A jurisprudência já está firmada no sentido da inconstitucionalidade das brigas de galo, o que encerra qualquer tentativa de debate sobre o tema.


Bibliografia:

Dias, Edna Cardozo. Tutela Jurídica dos Animais. Mandamentos 2000.

Site da revista Consultoria Jurídica. www.conjur.uol.com.br


Notas

1 RIBEIRO, Sérgio Nogueira. Crimes passionais e outros temas. Rio de Janeiro: Itambé,1975, p. 83-88.

2 Honrado com a indicação do Dr. Otto Vizzeu Gil, que presidiu a sessão desta Veneranda Casa do dia 15 do corrente, passo a relatar a indicação apresentada pelo advogado Sérgio Nogueira Ribeiro, datada de 1º de agosto do corrente e subscrita pelos nosso colega Laércio Pellegrino e Othon Sidou.

Afirma o proponente que de 7 a 9 de julho deste ano, na rinha do Centro Esportivo de Alcântara, município de São Gonçalo, Rio de Janeiro, teve lugar — não obstante os protestos de associações de proteção aos animais, junto ao Governador do Estado, Raymundo Padilha — um torneiro nacional de briga de galos que teria contado com a participação de cerca de dois mil concorrentes.

Desenvolvendo com erudição e longamente os fundamentos da sua proposta, aos fundamentos da sua proposta, o Dr. Sérgio Nogueira Ribeiro escudou-se em precedentes ético, doutrinários, jurisprudenciais e legislativos de alta valia para concluir que a chamada briga de galos é ilegal no Brasil e, por isso, pede que o Instituto dos Advogados Brasileiros encaminhe ao Senhor Ministro da Justiça ofício solicitando que Sua Excelência recomende a todos os governadores ‘o imediato e definitivo fechamento das rinhas de galos, em respeito à lei e ao sentimento de piedade que deve caracterizar todo ser humano.’

Em face dos debates que a proposta suscitou quando aprovada por maioria em sessão do dia 15 corrente e embora essa aprovação já evidencie ser ela estatutária, ainda assim entendo que me cumpre como Relator esclarecer, PRELIMINARMENTE, que logo no item 2º do § 1º do art. 1º, inclui-se dentre os fins do Instituto, o da ‘colaboração, com os poderes públicos, no aperfeiçoamento da ordem jurídica, por meio de representações, indicações, requerimentos, sugestões’, etc.

Ressalta da mera leitura desse dispositivo que a proposta ora em causa está prevista nos Estatutos desta Casa.

Isso posto, passemos ao

MÉRITO da proposta:

Não é primeira vez que vem à baila neste Instituto matéria calcada na Lei Juarez Távora, assim chamada porque foi ao tempo em que era Ministro da Agricultura e por inspiração desse ilustre brasileiro, que o Presidente Getúlio Vargas, então chefe do Governo Provisório, promulgou o Decreto 24.645, de 10 de julho de 1934, estabelecendo medidas de proteção aos animais.

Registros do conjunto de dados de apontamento
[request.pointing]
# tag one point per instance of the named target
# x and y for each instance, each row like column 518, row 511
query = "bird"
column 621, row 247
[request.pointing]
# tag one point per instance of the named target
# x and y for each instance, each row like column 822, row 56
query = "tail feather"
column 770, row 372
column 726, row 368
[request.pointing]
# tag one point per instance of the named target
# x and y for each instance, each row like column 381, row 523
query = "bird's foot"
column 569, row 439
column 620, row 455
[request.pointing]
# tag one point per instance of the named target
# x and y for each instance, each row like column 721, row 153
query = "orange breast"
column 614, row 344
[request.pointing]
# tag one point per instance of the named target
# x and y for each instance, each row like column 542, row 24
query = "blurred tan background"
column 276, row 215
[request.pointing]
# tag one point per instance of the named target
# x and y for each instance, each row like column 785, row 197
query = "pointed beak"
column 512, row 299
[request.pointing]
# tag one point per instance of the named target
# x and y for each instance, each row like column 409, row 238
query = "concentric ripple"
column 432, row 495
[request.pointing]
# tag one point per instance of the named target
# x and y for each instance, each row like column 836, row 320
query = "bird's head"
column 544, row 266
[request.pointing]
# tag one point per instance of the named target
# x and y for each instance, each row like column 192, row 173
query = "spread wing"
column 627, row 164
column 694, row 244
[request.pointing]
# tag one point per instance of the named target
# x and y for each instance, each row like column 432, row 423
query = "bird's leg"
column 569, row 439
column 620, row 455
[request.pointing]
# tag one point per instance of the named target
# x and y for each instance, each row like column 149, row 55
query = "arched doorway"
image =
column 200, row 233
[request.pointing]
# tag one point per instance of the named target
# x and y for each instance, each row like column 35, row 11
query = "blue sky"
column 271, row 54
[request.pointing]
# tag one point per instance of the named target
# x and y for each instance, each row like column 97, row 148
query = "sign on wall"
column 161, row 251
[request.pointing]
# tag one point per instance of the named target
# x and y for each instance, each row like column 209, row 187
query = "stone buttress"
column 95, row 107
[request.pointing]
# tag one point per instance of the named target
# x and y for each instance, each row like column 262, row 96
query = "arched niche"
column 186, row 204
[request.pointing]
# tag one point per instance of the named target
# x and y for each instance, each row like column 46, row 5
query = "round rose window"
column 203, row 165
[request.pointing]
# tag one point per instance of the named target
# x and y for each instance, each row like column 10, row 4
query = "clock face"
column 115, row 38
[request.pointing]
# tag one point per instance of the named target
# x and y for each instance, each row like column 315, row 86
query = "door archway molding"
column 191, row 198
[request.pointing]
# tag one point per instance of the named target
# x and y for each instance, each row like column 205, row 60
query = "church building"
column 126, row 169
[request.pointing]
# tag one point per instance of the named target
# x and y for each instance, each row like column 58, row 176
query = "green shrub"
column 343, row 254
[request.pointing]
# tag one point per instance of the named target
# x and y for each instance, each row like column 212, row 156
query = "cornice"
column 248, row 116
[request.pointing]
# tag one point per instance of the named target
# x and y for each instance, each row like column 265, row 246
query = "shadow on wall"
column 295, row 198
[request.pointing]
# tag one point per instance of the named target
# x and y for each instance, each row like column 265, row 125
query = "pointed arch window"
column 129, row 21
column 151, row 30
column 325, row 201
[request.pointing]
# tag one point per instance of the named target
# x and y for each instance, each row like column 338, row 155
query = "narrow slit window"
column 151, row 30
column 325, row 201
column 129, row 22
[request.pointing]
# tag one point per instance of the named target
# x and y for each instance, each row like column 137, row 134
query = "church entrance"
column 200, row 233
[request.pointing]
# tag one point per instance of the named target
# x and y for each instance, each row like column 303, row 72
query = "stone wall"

Pedidos
**A.** Liste todas as pessoas mencionadas pelo nome no trecho sobre brigas de galo.
**B.** Reproduza do trecho sobre brigas de galo a passagem que vai de "Site da revista" até "Itambé,1975, p. 83-88.".

Respostas dadas
**A.**
- Edna Cardozo Dias
- Sérgio Nogueira Ribeiro
- Otto Vizzeu Gil
- Laércio Pellegrino
- Othon Sidou
- Raymundo Padilha
- Juarez Távora
- Getúlio Vargas

**B.**
Site da revista Consultoria Jurídica. www.conjur.uol.com.br


Notas

1 RIBEIRO, Sérgio Nogueira. Crimes passionais e outros temas. Rio de Janeiro: Itambé,1975, p. 83-88.